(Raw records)

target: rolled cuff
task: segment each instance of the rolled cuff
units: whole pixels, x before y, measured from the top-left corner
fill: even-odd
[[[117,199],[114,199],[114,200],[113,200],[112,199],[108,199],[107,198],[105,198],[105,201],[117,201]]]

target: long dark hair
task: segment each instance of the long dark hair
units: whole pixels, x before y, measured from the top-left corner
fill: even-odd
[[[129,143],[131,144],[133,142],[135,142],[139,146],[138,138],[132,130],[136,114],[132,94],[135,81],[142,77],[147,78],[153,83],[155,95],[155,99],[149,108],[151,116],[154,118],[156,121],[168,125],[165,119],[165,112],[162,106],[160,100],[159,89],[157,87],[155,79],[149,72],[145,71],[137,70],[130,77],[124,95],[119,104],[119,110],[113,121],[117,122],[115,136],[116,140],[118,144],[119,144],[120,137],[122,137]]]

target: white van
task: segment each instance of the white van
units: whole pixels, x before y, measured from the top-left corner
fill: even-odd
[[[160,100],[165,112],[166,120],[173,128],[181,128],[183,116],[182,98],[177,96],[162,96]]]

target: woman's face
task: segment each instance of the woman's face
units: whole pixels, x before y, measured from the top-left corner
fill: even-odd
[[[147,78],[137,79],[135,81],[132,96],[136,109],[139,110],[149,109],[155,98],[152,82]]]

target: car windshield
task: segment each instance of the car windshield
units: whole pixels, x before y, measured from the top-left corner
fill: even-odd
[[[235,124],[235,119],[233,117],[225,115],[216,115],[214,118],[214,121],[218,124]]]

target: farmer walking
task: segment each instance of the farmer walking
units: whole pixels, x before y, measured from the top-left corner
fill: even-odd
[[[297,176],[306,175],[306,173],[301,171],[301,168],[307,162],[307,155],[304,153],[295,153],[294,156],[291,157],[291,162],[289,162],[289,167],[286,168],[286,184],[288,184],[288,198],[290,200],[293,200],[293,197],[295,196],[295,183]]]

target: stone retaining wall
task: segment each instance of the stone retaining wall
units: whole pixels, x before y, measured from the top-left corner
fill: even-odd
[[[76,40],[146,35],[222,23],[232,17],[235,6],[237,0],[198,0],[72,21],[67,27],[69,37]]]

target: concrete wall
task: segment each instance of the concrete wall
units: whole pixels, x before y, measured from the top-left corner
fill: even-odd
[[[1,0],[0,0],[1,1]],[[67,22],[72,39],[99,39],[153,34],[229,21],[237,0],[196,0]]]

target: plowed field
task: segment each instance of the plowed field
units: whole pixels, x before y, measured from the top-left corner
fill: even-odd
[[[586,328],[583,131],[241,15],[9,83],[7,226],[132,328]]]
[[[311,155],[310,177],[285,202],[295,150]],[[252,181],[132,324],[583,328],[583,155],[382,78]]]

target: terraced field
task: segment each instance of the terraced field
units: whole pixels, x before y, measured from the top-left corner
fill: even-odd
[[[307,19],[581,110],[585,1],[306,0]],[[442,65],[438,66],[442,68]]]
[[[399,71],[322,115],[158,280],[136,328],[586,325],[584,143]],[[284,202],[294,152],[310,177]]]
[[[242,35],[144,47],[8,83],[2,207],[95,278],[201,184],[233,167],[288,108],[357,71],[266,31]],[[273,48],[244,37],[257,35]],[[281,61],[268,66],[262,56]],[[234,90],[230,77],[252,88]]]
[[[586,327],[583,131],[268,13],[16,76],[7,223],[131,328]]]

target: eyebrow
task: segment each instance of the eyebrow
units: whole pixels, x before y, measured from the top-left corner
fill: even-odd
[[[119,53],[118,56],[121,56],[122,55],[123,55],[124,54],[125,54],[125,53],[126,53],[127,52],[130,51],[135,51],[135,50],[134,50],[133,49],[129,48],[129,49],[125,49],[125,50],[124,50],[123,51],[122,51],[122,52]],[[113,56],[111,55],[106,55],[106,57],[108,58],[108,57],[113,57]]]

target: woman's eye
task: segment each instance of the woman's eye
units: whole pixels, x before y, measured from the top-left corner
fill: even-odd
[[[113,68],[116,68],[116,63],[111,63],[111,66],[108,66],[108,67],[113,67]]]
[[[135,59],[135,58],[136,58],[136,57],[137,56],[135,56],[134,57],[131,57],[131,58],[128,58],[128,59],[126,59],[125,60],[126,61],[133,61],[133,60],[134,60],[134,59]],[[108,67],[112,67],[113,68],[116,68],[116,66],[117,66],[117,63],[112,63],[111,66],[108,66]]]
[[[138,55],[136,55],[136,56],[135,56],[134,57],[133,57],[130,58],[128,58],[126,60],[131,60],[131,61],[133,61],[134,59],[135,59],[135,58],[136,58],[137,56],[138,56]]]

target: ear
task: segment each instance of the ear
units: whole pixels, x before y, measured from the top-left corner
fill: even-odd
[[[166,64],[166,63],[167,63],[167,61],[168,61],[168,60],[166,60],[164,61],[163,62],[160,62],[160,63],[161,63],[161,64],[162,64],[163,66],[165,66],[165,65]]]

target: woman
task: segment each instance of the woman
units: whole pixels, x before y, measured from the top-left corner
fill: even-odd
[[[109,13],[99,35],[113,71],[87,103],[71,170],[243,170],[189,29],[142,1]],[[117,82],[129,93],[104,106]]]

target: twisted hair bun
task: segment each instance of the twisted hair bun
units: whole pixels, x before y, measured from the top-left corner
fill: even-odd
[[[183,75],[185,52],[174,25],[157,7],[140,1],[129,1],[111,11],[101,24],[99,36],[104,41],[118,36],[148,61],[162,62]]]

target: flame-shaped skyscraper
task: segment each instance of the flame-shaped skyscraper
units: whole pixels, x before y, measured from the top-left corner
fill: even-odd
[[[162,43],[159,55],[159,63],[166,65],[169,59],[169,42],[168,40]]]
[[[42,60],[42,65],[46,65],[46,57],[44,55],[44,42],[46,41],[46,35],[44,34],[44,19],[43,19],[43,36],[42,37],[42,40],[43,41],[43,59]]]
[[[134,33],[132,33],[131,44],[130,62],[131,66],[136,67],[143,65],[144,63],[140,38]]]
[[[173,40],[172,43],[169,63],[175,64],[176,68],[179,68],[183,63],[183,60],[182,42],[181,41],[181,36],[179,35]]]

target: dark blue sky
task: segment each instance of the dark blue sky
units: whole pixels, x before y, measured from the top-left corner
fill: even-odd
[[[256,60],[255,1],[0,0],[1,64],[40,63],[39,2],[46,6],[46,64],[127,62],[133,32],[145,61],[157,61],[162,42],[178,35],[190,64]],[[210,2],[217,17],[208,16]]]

* WHAT YOU NEED TO DO
Lay out the lines of the material above as a JSON list of strings, one string per line with blank lines omitted, starting with the line containing "target: ear" and going on through the last line of the material.

* OUTPUT OF THE TASK
[
  "target: ear",
  "task: segment each instance of the ear",
  "units: whole pixels, x before y, measured from the top-left corner",
  "fill: even-odd",
  "[[[166,64],[166,63],[167,63],[167,61],[168,61],[168,60],[166,60],[164,61],[163,62],[160,62],[160,63],[161,63],[161,64],[162,64],[163,66],[165,66],[165,65]]]",
  "target: woman",
  "task: segment each instance of the woman",
  "units: whole pixels, x before y, measured from the top-left corner",
  "fill: even-odd",
  "[[[109,13],[99,35],[113,71],[87,103],[71,170],[243,170],[189,29],[142,1]],[[117,82],[129,93],[104,106]]]",
  "target: twisted hair bun",
  "task: segment each instance of the twisted hair bun",
  "units: whole pixels, x before y, measured from the top-left corner",
  "fill: even-odd",
  "[[[183,75],[185,52],[174,25],[157,7],[140,1],[129,1],[111,11],[101,24],[99,36],[104,41],[118,36],[148,61],[162,62]]]",
  "target: flame-shaped skyscraper",
  "task: segment each instance of the flame-shaped skyscraper",
  "units: whole pixels, x before y, measured from the top-left corner",
  "fill: even-odd",
  "[[[162,43],[159,55],[159,63],[166,65],[169,59],[169,42],[168,40]]]",
  "[[[42,60],[42,65],[46,65],[46,57],[44,55],[44,42],[46,41],[46,35],[44,34],[44,19],[43,19],[43,36],[42,37],[42,40],[43,41],[43,59]]]",
  "[[[134,33],[132,33],[131,44],[130,62],[131,66],[136,67],[143,65],[144,63],[140,38]]]",
  "[[[173,40],[172,43],[169,63],[175,64],[176,68],[179,68],[183,63],[183,60],[182,42],[181,41],[181,36],[179,35]]]",
  "target: dark blue sky",
  "task: segment each instance of the dark blue sky",
  "units: whole pixels, x before y, measured from the top-left corner",
  "fill: even-odd",
  "[[[256,60],[255,1],[0,0],[1,64],[40,63],[39,2],[46,6],[46,64],[127,62],[133,32],[145,61],[157,61],[162,42],[178,35],[190,64]],[[210,2],[217,17],[208,16]]]"
]